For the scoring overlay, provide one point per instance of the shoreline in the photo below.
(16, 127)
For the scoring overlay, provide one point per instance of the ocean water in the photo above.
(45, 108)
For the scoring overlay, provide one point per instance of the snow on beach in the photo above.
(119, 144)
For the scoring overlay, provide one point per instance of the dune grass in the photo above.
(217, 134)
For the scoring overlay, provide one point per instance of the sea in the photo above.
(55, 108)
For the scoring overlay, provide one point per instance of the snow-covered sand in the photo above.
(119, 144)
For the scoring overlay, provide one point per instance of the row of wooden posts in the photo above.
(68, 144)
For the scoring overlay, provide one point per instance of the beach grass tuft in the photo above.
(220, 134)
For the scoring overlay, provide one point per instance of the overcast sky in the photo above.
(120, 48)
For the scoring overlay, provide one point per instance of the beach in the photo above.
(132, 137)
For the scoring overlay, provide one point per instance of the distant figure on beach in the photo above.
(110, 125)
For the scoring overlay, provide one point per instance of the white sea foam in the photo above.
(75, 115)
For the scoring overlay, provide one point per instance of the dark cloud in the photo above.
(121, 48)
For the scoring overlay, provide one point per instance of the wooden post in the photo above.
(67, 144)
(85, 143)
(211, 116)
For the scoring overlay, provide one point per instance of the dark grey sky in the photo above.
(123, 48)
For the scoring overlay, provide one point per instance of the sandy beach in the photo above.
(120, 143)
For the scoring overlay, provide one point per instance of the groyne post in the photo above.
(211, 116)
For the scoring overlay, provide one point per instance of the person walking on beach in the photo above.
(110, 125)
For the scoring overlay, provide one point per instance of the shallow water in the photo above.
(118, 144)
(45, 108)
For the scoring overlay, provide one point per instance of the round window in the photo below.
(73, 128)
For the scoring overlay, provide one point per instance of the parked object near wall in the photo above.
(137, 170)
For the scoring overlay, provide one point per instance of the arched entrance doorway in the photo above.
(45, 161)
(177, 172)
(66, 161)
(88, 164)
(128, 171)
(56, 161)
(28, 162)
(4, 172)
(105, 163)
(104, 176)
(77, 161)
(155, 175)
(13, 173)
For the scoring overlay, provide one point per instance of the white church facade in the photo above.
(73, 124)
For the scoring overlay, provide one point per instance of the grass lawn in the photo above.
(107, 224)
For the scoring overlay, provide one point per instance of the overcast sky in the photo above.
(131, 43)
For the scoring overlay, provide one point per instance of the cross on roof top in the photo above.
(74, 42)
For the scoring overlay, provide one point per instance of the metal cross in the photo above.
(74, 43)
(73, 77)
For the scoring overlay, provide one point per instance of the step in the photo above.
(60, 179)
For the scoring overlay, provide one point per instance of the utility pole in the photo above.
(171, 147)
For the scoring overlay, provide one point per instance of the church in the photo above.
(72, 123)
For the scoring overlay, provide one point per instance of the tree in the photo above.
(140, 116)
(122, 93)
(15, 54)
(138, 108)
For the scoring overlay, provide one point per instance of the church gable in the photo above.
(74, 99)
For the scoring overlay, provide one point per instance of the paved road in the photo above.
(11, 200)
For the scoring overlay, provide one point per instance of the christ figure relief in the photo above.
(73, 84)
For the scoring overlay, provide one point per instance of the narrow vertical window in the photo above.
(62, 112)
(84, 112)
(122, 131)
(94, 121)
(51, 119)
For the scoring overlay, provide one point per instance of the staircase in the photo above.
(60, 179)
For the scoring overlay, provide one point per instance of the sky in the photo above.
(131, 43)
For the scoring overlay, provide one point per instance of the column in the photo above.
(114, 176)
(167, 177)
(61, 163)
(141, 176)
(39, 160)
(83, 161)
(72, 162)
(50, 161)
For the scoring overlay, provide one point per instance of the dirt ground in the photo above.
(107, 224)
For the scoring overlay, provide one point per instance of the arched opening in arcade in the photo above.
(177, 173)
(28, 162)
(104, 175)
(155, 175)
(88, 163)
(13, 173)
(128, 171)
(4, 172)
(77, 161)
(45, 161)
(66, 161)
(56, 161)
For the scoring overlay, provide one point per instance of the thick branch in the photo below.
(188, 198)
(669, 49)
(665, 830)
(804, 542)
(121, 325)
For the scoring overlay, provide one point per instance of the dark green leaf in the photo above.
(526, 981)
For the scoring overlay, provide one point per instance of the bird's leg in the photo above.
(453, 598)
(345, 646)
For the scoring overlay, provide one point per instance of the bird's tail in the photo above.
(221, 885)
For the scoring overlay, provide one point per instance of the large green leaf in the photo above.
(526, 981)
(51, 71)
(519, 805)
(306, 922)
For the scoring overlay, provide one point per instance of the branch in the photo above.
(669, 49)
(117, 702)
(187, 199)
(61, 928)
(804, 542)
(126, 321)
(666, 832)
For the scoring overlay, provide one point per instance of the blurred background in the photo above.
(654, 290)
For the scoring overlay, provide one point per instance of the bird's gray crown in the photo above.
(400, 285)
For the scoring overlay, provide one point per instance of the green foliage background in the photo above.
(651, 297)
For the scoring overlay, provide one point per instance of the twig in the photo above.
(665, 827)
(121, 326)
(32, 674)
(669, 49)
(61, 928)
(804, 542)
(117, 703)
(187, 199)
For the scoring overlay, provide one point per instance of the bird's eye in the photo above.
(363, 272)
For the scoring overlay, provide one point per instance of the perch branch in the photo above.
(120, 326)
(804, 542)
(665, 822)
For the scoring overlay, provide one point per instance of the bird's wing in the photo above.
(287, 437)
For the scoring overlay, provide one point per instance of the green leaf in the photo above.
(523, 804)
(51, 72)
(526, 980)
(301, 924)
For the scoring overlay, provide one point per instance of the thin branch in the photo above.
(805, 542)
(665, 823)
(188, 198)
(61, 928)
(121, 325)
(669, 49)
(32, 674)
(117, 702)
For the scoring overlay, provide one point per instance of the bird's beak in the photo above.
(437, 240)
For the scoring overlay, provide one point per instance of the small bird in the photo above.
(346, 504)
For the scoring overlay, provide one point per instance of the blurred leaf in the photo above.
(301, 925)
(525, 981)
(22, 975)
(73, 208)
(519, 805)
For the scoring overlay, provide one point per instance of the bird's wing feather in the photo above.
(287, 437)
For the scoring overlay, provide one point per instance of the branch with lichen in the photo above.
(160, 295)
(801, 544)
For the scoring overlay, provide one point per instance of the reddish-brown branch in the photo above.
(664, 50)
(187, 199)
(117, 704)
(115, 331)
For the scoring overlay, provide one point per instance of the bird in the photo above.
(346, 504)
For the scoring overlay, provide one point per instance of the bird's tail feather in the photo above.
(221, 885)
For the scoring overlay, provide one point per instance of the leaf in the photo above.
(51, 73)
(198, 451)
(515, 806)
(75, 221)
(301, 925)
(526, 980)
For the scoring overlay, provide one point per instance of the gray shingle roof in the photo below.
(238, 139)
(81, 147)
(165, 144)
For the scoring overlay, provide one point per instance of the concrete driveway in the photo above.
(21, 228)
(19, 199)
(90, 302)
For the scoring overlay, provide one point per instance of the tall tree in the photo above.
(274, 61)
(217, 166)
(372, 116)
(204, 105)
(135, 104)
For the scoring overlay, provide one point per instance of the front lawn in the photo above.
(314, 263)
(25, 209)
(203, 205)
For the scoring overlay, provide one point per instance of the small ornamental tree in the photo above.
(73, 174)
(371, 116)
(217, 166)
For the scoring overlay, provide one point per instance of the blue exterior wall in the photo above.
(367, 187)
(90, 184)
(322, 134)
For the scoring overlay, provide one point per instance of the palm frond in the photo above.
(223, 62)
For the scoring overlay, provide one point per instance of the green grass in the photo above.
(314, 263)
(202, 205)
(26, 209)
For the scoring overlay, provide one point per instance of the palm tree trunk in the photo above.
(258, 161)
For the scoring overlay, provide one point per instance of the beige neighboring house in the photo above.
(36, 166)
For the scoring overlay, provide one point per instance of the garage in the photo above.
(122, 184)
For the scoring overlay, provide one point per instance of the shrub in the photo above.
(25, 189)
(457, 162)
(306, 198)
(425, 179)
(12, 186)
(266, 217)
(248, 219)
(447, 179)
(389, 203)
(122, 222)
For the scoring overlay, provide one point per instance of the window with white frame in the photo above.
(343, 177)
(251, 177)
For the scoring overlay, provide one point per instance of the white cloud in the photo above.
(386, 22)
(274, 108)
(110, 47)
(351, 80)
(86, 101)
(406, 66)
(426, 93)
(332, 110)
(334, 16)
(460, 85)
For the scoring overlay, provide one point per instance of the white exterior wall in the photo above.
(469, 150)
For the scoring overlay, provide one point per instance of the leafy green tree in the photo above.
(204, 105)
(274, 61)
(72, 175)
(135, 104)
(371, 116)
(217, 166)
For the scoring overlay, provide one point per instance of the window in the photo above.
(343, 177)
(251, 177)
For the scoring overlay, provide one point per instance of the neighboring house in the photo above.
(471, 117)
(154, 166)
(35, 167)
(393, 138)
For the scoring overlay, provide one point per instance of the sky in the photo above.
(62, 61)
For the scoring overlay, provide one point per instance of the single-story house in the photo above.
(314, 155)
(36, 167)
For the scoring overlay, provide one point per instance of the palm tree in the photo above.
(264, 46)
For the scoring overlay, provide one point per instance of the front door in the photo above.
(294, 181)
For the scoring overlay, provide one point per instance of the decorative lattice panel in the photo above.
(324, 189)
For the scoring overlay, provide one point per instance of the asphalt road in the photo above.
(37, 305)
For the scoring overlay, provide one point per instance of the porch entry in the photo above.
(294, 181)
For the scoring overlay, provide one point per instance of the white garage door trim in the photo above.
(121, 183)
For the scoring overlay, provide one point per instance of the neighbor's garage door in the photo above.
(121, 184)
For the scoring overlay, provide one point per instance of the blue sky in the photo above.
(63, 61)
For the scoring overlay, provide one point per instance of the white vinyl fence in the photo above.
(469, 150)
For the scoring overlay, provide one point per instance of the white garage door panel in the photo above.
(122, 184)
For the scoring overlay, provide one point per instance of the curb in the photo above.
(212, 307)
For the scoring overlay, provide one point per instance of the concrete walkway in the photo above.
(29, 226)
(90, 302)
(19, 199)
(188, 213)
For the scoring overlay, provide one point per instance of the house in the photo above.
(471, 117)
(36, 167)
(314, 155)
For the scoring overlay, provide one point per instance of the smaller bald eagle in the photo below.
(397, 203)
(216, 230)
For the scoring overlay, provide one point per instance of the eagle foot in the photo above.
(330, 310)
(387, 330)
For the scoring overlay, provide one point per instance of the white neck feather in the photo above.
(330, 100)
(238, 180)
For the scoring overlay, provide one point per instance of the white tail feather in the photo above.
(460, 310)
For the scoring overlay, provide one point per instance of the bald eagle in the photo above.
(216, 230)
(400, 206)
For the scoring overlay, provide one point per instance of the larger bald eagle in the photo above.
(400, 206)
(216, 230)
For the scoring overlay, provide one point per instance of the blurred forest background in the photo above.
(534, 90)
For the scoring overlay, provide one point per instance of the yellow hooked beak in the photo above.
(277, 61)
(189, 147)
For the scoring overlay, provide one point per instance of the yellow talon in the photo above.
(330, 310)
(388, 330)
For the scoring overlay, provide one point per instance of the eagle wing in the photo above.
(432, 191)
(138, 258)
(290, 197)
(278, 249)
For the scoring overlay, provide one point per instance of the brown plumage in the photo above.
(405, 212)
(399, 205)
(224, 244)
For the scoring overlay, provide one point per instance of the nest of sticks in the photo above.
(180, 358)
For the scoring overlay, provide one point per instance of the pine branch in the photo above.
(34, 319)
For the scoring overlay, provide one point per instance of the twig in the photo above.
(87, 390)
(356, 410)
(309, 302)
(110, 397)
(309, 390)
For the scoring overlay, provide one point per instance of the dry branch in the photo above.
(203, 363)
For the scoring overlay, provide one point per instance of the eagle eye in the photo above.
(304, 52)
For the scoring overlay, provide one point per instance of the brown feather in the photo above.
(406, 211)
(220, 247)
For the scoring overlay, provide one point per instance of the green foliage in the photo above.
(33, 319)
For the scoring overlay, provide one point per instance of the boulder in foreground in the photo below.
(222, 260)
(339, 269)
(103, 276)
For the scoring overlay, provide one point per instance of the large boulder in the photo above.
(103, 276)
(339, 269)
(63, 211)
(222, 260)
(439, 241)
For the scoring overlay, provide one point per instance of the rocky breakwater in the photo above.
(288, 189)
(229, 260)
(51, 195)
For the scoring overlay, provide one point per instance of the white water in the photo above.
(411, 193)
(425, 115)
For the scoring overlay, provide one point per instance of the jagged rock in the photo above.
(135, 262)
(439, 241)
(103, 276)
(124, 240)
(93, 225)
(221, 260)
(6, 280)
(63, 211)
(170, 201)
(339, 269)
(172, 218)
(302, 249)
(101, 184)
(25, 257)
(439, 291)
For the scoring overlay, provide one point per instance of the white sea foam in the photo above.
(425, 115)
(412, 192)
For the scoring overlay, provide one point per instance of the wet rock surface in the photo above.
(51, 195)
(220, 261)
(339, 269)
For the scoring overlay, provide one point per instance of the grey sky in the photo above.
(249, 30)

┄┄┄┄┄┄┄┄┄┄┄┄┄┄┄┄┄┄┄┄

TASK DETAILS: Return, word for word, each line from the line that contains "foreground in the photo below." to the end of the listing above; include both end lines and nothing else.

FINISHED TASK:
For the scoring overlay, provide one point per instance of the boulder in foreground in the photo below.
(222, 260)
(339, 269)
(103, 276)
For the scoring overlay, provide one point per instance of the large boulder in the photo above.
(103, 276)
(339, 269)
(63, 211)
(222, 260)
(439, 241)
For the scoring overlay, provide one point per instance of the rocky breakwater in the photo above.
(288, 189)
(229, 260)
(51, 195)
For the scoring overlay, provide one point per instance of the white water in the photo above.
(411, 193)
(425, 115)
For the scoring overlay, provide one point per instance of the jagged rock in the photo above.
(135, 262)
(439, 241)
(103, 276)
(124, 240)
(93, 225)
(221, 260)
(6, 280)
(63, 211)
(170, 201)
(339, 269)
(172, 218)
(302, 249)
(101, 184)
(25, 257)
(439, 291)
For the scoring overlay, provide one point per instance of the white sea foam in the photo above.
(425, 115)
(412, 192)
For the scoring overlay, provide one point per instance of the wet rock surface in the photo above.
(51, 195)
(220, 261)
(339, 269)
For the scoring overlay, provide one point per instance of the grey sky in the photo above.
(249, 30)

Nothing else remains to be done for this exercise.